(SELECTED EXCERPT):
====
Author and publisher Valery Nikolaevich Chalidze ({{lang-ru|Вале́рий Никола́евич Чали́дзе}}; {{lang-ka|ვალერი ჭალიძე}}: 25 November 1938 – 3 January 2018) was a Soviet dissident and human rights activist, deprived of his USSR citizenship in 1972 while on a visit to the US.

His Georgian father was killed during World War Two. His mother, Francheska Jansen, was an architect and designer, descended from Poles exiled to Siberia for their opposition to the Tsarist regime. Chalidze himself challenged the Soviet regime by mastering Soviet law, then demanding that the dictatorship comply with its own laws.[1] This strategy may have afforded Chalidze some protection from the prosecution faced by other dissidents. According to fellow dissident Pavel Litvinov, ""There were rumors that he could be killed, but it was very difficult to arrest him and put him in prison." [2]

Chalidze was born in Moscow and educated as a physicist at the universities of Moscow and Tbilisi in Georgia. In the 1960s he joined the nascent Soviet human rights movement: he began publishing Social Issues in 1969, and helped to found the Committee for Human Rights the following year. In 1972 Chalidze was deprived of his Soviet citizenship and spent the rest of his life in the United States.
====
(SET TASK A): In what year, according to the Chalidze passage, did Chalidze begin publishing Social Issues?
The Chalidze passage and the entries that follow it come from separate sources.
====
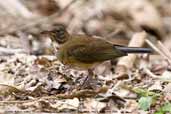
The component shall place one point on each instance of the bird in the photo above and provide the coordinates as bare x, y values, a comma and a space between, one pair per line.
86, 52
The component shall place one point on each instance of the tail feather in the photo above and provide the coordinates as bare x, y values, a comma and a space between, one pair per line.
133, 49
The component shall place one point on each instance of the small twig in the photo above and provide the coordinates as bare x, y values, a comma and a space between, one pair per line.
127, 62
10, 51
79, 94
165, 50
149, 73
157, 50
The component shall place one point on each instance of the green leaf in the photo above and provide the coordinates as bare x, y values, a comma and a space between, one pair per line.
145, 103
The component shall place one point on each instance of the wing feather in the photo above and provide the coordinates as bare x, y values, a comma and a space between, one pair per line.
94, 51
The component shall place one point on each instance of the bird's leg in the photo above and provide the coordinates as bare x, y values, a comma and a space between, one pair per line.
86, 82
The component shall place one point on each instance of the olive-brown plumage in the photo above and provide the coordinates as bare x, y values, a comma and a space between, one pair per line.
85, 52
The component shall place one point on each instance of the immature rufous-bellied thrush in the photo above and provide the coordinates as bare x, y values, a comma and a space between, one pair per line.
86, 52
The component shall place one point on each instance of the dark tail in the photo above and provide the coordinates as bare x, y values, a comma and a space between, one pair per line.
133, 49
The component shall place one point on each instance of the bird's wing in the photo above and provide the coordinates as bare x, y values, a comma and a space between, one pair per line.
94, 51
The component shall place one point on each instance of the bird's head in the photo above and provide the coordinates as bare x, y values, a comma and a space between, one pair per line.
59, 34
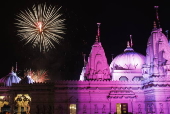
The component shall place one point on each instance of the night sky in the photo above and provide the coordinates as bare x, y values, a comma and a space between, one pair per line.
118, 20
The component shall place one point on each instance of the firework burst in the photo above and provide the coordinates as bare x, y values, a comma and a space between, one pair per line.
42, 26
37, 76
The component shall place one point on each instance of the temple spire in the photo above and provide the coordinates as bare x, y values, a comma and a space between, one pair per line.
84, 55
98, 33
157, 16
112, 56
128, 44
131, 42
154, 25
16, 67
167, 33
12, 69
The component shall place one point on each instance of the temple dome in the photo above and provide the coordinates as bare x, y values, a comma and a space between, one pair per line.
10, 78
27, 80
128, 60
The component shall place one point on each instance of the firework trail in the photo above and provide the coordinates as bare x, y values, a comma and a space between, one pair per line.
42, 26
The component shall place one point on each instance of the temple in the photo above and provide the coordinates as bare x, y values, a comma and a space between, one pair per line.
131, 84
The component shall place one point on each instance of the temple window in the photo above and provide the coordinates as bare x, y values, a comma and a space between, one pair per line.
72, 108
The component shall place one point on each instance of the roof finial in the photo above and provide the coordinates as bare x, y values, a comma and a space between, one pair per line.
16, 67
131, 43
97, 40
157, 16
12, 69
167, 33
154, 25
84, 55
112, 57
128, 44
98, 31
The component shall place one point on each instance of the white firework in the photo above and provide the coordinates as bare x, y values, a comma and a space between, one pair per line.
41, 26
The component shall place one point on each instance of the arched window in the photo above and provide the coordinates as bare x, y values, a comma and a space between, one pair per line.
123, 78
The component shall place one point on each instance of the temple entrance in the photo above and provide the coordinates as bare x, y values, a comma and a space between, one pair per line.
5, 109
22, 104
4, 105
121, 108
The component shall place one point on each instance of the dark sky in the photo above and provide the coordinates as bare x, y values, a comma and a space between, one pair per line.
118, 20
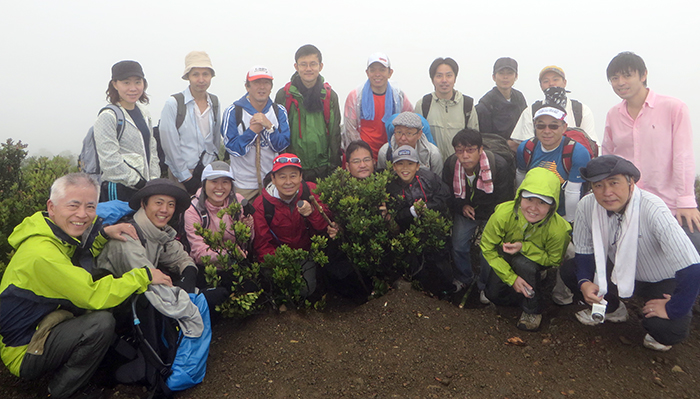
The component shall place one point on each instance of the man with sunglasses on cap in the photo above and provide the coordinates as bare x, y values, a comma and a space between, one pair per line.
255, 130
286, 213
628, 243
553, 151
578, 114
192, 140
408, 130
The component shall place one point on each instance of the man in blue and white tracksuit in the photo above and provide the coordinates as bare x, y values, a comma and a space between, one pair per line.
260, 135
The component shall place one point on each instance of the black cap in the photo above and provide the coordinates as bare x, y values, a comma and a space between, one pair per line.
126, 69
163, 187
605, 166
505, 62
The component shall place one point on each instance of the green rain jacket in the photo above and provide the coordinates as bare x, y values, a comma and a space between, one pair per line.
42, 278
544, 242
318, 148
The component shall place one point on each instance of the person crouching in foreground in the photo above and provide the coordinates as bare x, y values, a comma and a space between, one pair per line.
522, 238
631, 237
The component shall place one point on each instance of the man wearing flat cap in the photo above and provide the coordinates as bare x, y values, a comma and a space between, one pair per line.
155, 205
408, 130
628, 243
189, 124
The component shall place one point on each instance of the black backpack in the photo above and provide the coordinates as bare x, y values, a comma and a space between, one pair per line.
179, 120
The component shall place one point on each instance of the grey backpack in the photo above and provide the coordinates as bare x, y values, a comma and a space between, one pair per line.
88, 160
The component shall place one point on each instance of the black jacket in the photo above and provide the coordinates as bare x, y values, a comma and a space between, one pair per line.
425, 186
483, 204
498, 115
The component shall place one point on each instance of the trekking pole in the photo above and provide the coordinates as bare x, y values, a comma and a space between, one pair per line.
257, 163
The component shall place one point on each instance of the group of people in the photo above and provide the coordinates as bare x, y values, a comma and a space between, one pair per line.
518, 173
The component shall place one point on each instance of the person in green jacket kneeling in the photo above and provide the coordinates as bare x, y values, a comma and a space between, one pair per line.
522, 238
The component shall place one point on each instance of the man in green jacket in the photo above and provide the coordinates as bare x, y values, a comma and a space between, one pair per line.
314, 115
48, 287
522, 238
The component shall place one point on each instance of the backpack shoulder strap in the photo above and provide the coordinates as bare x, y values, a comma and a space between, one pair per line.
181, 109
215, 107
577, 107
567, 153
121, 119
529, 148
468, 105
426, 103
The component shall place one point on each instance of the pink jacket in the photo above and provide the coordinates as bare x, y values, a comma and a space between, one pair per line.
198, 248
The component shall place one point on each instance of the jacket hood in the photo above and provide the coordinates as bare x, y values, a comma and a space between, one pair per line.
543, 182
248, 107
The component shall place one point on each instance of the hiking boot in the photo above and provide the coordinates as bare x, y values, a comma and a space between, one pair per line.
620, 315
529, 322
483, 299
651, 343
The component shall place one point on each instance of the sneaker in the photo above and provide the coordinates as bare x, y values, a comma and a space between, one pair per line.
620, 315
651, 343
483, 299
529, 322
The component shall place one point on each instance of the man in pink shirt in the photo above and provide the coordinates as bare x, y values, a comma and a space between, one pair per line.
653, 131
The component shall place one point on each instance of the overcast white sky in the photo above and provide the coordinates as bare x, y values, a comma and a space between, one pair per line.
56, 55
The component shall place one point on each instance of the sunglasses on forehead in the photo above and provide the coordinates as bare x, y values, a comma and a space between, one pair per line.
551, 126
287, 160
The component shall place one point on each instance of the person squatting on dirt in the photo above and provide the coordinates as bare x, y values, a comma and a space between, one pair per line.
408, 130
479, 180
255, 130
314, 115
522, 238
48, 288
549, 151
628, 243
127, 163
195, 143
156, 247
418, 184
216, 193
285, 214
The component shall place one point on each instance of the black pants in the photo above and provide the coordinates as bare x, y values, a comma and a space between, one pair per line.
74, 350
502, 294
667, 332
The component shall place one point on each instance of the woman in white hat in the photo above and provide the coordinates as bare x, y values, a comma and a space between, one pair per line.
215, 194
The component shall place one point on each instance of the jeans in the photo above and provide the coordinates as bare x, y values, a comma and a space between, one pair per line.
502, 294
665, 331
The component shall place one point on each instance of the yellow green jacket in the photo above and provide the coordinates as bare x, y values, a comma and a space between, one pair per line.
41, 278
544, 242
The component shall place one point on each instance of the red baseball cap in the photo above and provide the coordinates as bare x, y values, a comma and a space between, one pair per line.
286, 159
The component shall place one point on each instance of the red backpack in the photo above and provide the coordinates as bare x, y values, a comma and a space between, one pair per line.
571, 137
289, 100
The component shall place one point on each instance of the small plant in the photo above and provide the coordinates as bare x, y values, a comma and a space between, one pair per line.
231, 266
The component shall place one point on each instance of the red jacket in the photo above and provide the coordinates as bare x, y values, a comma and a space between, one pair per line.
288, 226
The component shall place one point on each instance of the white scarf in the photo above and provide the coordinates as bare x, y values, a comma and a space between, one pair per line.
625, 268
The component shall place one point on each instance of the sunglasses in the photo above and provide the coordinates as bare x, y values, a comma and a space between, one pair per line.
551, 126
287, 160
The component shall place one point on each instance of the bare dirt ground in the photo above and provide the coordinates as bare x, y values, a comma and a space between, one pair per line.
409, 345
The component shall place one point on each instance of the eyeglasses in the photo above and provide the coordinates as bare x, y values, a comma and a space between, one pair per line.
468, 150
287, 160
551, 126
357, 161
305, 65
407, 134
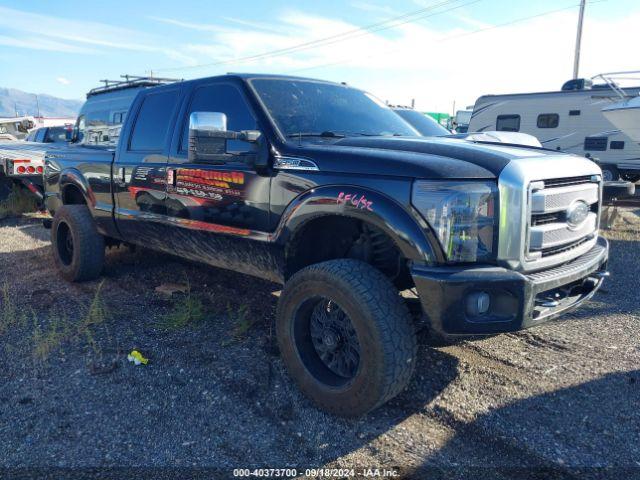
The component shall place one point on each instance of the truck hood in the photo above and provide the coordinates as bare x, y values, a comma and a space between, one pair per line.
418, 157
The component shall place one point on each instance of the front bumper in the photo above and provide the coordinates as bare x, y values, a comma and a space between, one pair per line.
517, 300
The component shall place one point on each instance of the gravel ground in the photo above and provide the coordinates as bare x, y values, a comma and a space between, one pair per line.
563, 396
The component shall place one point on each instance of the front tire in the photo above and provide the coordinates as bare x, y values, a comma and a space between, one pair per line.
346, 336
78, 248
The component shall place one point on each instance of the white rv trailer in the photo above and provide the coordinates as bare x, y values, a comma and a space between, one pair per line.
569, 120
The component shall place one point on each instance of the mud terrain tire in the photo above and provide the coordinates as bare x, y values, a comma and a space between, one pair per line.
382, 324
78, 248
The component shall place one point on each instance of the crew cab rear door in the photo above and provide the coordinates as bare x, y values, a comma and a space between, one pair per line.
139, 170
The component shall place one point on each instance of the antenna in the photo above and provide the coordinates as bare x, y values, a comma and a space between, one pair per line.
576, 58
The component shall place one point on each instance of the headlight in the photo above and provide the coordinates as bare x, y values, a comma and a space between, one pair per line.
462, 214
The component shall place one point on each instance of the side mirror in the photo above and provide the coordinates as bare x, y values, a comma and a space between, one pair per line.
208, 137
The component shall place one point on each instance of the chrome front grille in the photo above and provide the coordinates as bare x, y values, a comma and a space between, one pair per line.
539, 227
555, 199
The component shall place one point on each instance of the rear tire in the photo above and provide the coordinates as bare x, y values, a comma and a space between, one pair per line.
377, 320
78, 248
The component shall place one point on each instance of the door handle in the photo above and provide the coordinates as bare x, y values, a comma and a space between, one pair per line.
====
(SET TASK B): Report every line of the entries that contains the string "pink". Case counts.

(COMPLETE ANSWER A): 1969

(COMPLETE ANSWER B):
The component shall place one point on each instance of the pink jacket in the photo above and provide the coordinates as bare x, y values, a comma and a space between, one pair per line.
The component shall place one point on each instance of the man in pink shirt in the photo above and provide the coordinates as bare x, y values, a comma and a space between, one pair per line.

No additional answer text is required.